Find each line in the entries below that contains the string "helmet", and copy those lines out. Case counts.

********

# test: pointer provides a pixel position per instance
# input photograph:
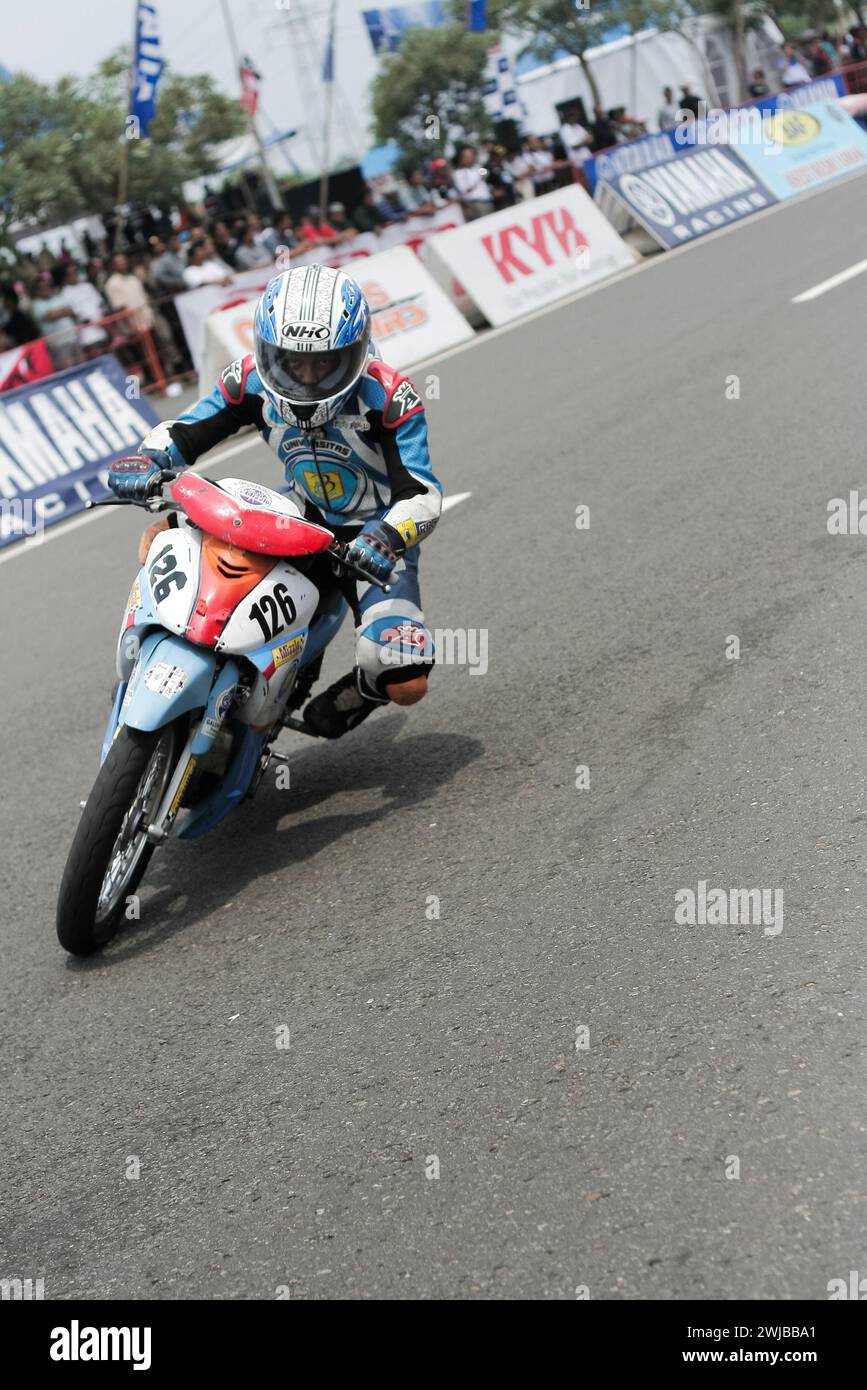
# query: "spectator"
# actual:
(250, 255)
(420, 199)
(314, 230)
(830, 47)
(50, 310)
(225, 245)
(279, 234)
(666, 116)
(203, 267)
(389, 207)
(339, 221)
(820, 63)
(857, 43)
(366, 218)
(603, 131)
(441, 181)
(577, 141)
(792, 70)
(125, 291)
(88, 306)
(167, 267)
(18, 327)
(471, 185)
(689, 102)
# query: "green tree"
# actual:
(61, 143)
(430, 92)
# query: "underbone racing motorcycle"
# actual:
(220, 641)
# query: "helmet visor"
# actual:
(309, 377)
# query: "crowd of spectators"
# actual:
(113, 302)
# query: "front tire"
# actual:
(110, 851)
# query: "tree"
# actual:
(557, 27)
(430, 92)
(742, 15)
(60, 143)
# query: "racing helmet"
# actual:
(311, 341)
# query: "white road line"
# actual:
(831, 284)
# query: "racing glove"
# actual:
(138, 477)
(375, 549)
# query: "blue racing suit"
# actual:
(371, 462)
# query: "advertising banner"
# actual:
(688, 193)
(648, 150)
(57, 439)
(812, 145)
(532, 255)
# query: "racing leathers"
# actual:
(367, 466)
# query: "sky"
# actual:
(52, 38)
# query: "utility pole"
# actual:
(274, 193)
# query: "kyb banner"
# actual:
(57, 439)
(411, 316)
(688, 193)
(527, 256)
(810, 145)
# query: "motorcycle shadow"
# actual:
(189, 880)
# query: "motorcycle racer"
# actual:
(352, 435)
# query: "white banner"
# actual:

********

### Complete response
# query: "helmet visor"
# query: "racing helmet"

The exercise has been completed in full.